Records from a data source:
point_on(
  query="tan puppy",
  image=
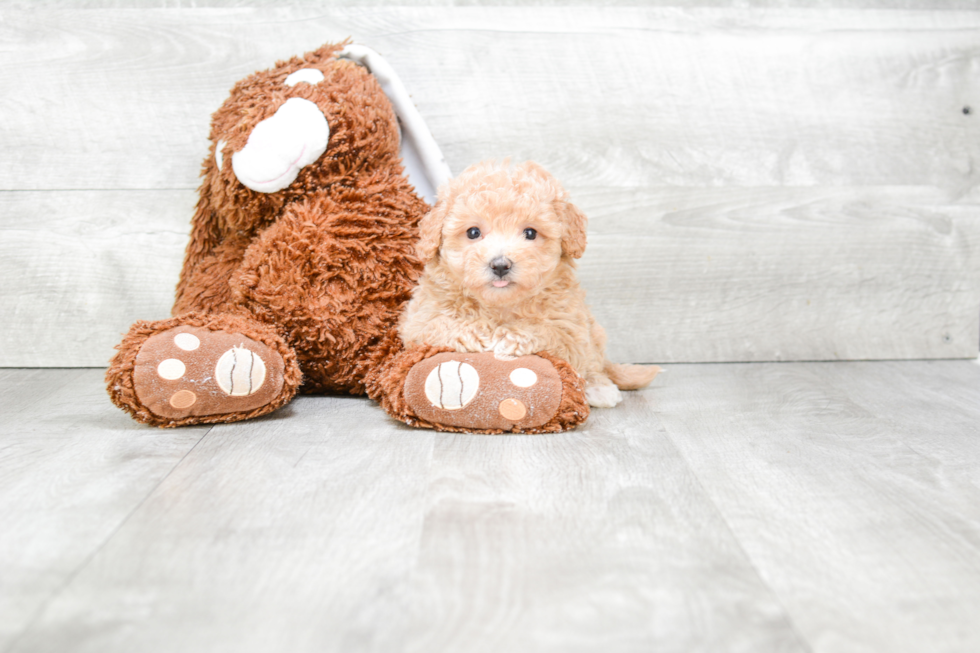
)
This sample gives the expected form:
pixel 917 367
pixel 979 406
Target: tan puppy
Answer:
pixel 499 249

* * *

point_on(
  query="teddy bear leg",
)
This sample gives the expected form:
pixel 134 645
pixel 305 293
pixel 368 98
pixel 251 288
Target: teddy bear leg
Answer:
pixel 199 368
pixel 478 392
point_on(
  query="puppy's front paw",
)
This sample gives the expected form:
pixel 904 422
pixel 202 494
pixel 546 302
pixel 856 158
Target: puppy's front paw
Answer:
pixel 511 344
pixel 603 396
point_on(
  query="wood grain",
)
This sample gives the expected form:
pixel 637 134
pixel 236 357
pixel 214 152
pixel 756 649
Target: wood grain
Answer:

* PROBLEM TO WORK ON *
Out of the data above, return each line where the word "puppy" can be found.

* RESPONSE AREA *
  query="tan puppy",
Target: tan puppy
  query="puppy's front paw",
Target: puppy's front paw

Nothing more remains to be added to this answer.